* **Stated exercise**: Set down every line of the listing below word for word, leaving out the pictures.

* **Exercise data**:
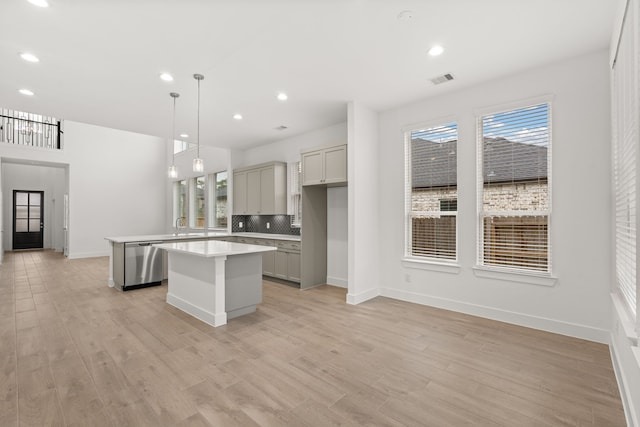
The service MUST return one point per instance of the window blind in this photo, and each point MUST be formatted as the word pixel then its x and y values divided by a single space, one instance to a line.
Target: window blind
pixel 217 196
pixel 625 155
pixel 514 189
pixel 432 192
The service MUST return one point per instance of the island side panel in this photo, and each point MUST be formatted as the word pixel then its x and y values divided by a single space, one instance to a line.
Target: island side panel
pixel 192 286
pixel 244 284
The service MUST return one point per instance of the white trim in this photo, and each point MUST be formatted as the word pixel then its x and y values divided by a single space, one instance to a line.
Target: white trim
pixel 337 281
pixel 355 299
pixel 199 313
pixel 430 265
pixel 521 276
pixel 429 123
pixel 540 323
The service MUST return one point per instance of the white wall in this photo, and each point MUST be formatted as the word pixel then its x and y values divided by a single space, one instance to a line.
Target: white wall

* **Response to the task**:
The service MUST return one point per instance of the window blind in this photo, and each point MUST be formatted as the word pixel then its x and y values divided by a single space, one instance to a line.
Target: window blind
pixel 217 196
pixel 625 155
pixel 514 189
pixel 432 192
The service MUST return one point per instance of the island side panel in this photo, and each point MUST be formatted as the word pixel then its x and y values divided by a single space, one instance to a line.
Target: island side panel
pixel 192 286
pixel 244 284
The service MUST return one point per instance of the white trim in this photo, and each point MUST be formatted as the word pixel then its x and y values divided by a single space, one instance to a line.
Target: white trim
pixel 337 281
pixel 355 299
pixel 199 313
pixel 430 265
pixel 521 276
pixel 429 123
pixel 540 323
The service MUST return one point per instance of the white wall in this photo, and each point MUST be formatted as the word pixel then its x and y values divided by a single space, one instance to a line.
Target: white wall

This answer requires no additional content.